* [AIM]: Quote the records in full and leave their pictures out.

---------- DATA PROVIDED

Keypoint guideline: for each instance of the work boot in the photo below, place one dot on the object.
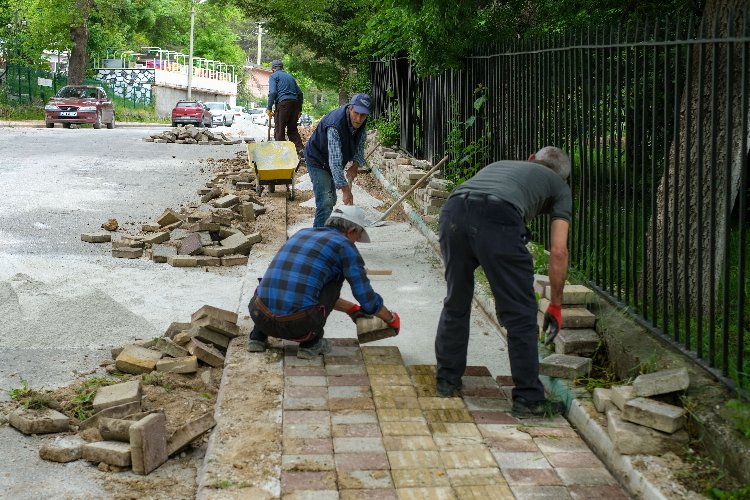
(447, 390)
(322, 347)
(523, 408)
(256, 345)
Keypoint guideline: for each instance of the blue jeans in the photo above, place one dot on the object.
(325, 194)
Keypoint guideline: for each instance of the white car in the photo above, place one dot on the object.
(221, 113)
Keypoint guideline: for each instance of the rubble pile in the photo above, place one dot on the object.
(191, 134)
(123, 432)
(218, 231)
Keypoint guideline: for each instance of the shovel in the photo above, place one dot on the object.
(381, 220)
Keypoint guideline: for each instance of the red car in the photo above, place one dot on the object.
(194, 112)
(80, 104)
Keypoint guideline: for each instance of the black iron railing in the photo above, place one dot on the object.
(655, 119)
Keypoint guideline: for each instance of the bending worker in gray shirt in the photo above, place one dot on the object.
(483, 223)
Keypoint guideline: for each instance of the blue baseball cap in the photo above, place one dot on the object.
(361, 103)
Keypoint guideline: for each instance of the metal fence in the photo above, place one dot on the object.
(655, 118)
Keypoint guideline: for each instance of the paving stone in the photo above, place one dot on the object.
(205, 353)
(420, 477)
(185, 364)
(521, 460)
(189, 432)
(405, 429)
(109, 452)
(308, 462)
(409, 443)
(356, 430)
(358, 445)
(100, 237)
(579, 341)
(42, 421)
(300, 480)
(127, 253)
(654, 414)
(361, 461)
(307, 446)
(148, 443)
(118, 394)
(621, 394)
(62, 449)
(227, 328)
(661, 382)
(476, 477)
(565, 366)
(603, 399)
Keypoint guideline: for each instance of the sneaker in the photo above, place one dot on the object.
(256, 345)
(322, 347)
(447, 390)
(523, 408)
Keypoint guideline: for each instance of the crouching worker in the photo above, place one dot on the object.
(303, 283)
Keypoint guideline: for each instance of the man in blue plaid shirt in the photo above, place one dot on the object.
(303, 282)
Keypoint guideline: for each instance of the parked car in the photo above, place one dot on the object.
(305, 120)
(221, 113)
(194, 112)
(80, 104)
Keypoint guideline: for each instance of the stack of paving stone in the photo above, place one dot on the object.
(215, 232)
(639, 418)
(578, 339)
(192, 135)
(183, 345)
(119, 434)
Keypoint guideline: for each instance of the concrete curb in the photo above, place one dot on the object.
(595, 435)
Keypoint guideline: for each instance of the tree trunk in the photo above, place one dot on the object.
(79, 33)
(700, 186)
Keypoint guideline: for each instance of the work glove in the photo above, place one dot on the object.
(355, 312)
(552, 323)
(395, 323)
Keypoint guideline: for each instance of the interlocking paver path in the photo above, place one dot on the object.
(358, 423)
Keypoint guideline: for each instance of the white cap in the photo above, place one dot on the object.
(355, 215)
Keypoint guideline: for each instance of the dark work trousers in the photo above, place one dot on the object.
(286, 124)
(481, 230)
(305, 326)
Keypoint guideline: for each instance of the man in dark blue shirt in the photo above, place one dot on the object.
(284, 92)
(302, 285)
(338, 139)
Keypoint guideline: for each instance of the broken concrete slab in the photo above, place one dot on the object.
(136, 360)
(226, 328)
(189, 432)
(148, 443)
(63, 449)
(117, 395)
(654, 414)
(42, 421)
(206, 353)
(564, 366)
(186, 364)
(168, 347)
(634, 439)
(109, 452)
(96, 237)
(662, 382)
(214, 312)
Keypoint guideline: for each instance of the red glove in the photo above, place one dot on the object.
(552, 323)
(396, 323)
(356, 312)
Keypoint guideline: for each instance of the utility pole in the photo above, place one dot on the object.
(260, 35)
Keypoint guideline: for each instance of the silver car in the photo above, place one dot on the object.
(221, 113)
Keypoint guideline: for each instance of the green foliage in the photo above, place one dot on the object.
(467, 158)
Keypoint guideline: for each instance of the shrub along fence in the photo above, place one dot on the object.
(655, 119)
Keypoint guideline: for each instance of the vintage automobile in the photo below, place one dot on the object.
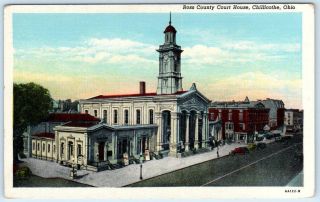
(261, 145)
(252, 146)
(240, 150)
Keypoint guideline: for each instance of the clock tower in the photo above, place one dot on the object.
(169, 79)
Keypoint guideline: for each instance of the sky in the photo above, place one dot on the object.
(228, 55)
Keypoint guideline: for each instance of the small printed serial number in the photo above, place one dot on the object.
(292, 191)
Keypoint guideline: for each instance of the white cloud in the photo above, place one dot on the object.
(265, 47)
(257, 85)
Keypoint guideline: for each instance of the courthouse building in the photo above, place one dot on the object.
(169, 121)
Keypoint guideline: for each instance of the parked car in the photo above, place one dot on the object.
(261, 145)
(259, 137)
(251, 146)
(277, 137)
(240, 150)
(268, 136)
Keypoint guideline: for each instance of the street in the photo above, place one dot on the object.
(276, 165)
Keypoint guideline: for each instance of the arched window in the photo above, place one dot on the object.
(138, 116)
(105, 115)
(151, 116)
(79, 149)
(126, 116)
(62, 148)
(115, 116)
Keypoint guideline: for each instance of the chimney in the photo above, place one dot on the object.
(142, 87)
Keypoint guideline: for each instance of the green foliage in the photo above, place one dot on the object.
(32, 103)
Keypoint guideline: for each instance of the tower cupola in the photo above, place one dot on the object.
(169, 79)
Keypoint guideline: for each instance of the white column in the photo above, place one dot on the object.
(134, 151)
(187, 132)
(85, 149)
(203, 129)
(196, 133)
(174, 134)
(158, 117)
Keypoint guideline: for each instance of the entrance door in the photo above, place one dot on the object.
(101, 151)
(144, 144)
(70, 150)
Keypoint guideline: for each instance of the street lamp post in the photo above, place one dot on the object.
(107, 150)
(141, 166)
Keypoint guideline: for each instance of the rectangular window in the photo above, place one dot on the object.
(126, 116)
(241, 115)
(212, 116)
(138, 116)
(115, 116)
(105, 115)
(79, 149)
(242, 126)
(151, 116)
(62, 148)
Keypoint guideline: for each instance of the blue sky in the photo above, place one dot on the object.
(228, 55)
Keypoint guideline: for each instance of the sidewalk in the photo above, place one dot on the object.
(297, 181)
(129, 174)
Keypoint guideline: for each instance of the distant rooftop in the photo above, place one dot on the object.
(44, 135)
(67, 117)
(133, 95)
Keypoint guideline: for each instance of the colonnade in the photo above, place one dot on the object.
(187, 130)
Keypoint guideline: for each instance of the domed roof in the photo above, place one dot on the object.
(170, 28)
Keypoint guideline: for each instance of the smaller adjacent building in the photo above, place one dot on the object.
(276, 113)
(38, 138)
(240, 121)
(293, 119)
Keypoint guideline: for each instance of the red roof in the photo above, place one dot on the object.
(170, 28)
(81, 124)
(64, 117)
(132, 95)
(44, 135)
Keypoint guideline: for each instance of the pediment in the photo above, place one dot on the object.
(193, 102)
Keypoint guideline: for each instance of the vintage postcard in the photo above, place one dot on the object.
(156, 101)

--------------------

* [WRITTEN REPLY]:
Keypoint guideline: for each instance of the work boot in the photo below, place one dot on the object.
(447, 390)
(322, 347)
(523, 408)
(256, 345)
Keypoint guideline: for each instance of the blue jeans in the photo above, place one dot on the object.
(325, 194)
Keypoint guideline: for each instance of the white car in the photo above, place one dot on the object.
(221, 113)
Keypoint guideline: for each instance of the rubble pile in the photo above, place one dot on the object.
(191, 134)
(123, 432)
(218, 231)
Keypoint guideline: for each instance of the shovel in the photo above, place one dot on the object.
(381, 220)
Keypoint guideline: for each instance of the red car in the photo above, place one dot on the object.
(194, 112)
(80, 104)
Keypoint guideline: for each instance of the black iron railing in the photo above, place one dot on the object.
(655, 119)
Keypoint guideline: for each instance of the bending worker in gray shirt in the photo above, place one dot on the object.
(483, 223)
Keypoint guideline: for each instance of the blue baseball cap in the photo above, place one dot on the object.
(361, 103)
Keypoint guideline: for each instance of the metal fence in the photo above, place one dot on the object.
(655, 118)
Keypoint guideline: for each instance of the paving stone in the photo above, place one dot on the object.
(205, 353)
(420, 477)
(185, 364)
(521, 460)
(189, 432)
(405, 429)
(109, 452)
(308, 462)
(409, 443)
(356, 430)
(358, 445)
(100, 237)
(579, 341)
(42, 421)
(300, 480)
(127, 253)
(654, 414)
(361, 461)
(307, 446)
(148, 443)
(118, 394)
(621, 394)
(62, 449)
(227, 328)
(661, 382)
(476, 477)
(565, 366)
(603, 399)
Keypoint guideline: for each instance of the sneaker in the photo above, place one dot on the object.
(256, 345)
(322, 347)
(447, 390)
(523, 408)
Keypoint guideline: for each instance of the crouching worker in the photo above, place one dot on the object.
(303, 283)
Keypoint guideline: for each instance of the man in blue plaid shirt in the photo above, place one dot on the object.
(303, 282)
Keypoint guideline: for each instance of the parked car in the photo above, place one dot on the object.
(305, 120)
(221, 113)
(194, 112)
(80, 104)
Keypoint guideline: for each instance of the stack of paving stone in the photo above, place one dot on the object.
(215, 232)
(639, 418)
(578, 339)
(192, 135)
(183, 345)
(119, 434)
Keypoint guideline: for each instance of the concrete curb in the photo above, place one dot on the object.
(595, 435)
Keypoint guideline: for each instance of the tree trunk in the photo above, place one dot on the object.
(79, 33)
(700, 186)
Keypoint guideline: for each instance of the work glove in the photo above, place one dot on the object.
(355, 312)
(552, 323)
(395, 323)
Keypoint guideline: for each instance of the interlocking paver path in the photo above, place one dot on the object.
(358, 423)
Keypoint guideline: for each instance of the white cap in the photo above, place one dot on the object.
(355, 215)
Keypoint guideline: for each instance of the dark work trousers in the photo above, place one dot on the object.
(286, 124)
(481, 230)
(305, 326)
Keypoint guideline: for each instance of the man in dark blue shirt in the photo above, place one dot on the object.
(284, 92)
(302, 285)
(338, 139)
Keypoint guideline: for each instance of the broken concrete slab in the photo above, place one dot on the object.
(136, 360)
(226, 328)
(189, 432)
(148, 443)
(63, 449)
(117, 395)
(654, 414)
(42, 421)
(206, 353)
(564, 366)
(186, 364)
(168, 347)
(634, 439)
(109, 452)
(96, 237)
(662, 382)
(214, 312)
Keypoint guideline: for each instance of the red glove in the photo above, place one dot on the object.
(552, 323)
(396, 323)
(356, 312)
Keypoint guideline: for each instance of the utility pole in the photo above, place one dot on the object.
(260, 35)
Keypoint guideline: for each instance of the silver car in the photo above, place one dot on the object.
(221, 113)
Keypoint guideline: for each instance of the green foliage in the photo above, place one dot on the object.
(467, 158)
Keypoint guideline: for each instance of the shrub along fence in the photo above, place one dot on the object.
(655, 119)
Keypoint guideline: for each instance of the vintage automobile in the photo below, place one dot on the object.
(261, 145)
(252, 146)
(240, 150)
Keypoint guideline: for each instance of the clock tower in the photo above, place one dot on the object.
(169, 79)
Keypoint guideline: for each instance of the sky in the photo above, place one dot on the object.
(228, 55)
Keypoint guideline: for each instance of the small printed serial number in the photo above, place one dot on the object.
(292, 191)
Keypoint guideline: for each instance of the white cloud in the photo above, place one dot on the object.
(265, 47)
(257, 85)
Keypoint guideline: for each instance of the courthouse building in the photo above, place one dot on the object.
(169, 121)
Keypoint guideline: for each instance of the parked car in the photo above, place one dot on the object.
(261, 145)
(259, 137)
(251, 146)
(277, 137)
(240, 150)
(268, 136)
Keypoint guideline: for each instance of the street in the photo above, place one dot on the object.
(276, 165)
Keypoint guideline: for each instance of the arched window in the photo above, place one dot on the object.
(138, 116)
(105, 115)
(151, 116)
(79, 149)
(126, 116)
(62, 148)
(115, 116)
Keypoint guideline: for each instance of the chimney in the photo above, place one dot on the object.
(142, 87)
Keypoint guideline: for each instance of the green foliage in the photo above, place one dot on the object.
(32, 103)
Keypoint guideline: for each instance of the tower cupola in the photo above, place one dot on the object.
(169, 79)
Keypoint guideline: for each instance of the white column in the photo above, place one dot on the object.
(134, 151)
(187, 132)
(85, 149)
(203, 129)
(196, 133)
(174, 134)
(158, 117)
Keypoint guideline: for each instance of the entrance door in the photo above, place one dot on the object.
(101, 151)
(144, 144)
(70, 150)
Keypoint guideline: for each instance of the street lamp post in the photo above, place one dot on the object.
(107, 150)
(141, 166)
Keypoint guideline: for each instance of the rectangular window in the photo above, place one dot on the object.
(126, 116)
(241, 115)
(212, 116)
(138, 116)
(115, 116)
(105, 115)
(79, 149)
(242, 126)
(151, 116)
(62, 148)
Keypoint guideline: for each instance of the blue sky in the photo above, place one dot on the object.
(228, 55)
Keypoint guideline: for each instance of the sidewalk in the photo above, place one dot on the object.
(297, 181)
(129, 174)
Keypoint guideline: for each instance of the distant rooftop in the photo above, place one dot on the object.
(44, 135)
(67, 117)
(133, 95)
Keypoint guideline: for each instance of the colonnade in the photo above, place one dot on the object.
(187, 130)
Keypoint guideline: for each instance of the domed roof in the photo above, place one dot on the object.
(170, 28)
Keypoint guideline: for each instance of the smaller adjacent building in the photo above, place one dot on the object.
(276, 113)
(38, 138)
(240, 121)
(293, 119)
Keypoint guideline: for each instance of the red roof in the photo above, place one dot on the object.
(170, 28)
(81, 124)
(64, 117)
(132, 95)
(44, 135)
Keypoint guideline: for each instance of the pediment in the photo above, place one dot on the object.
(193, 102)
Keypoint guideline: for each instance of the vintage postcard in the photo above, place one dot on the object.
(156, 101)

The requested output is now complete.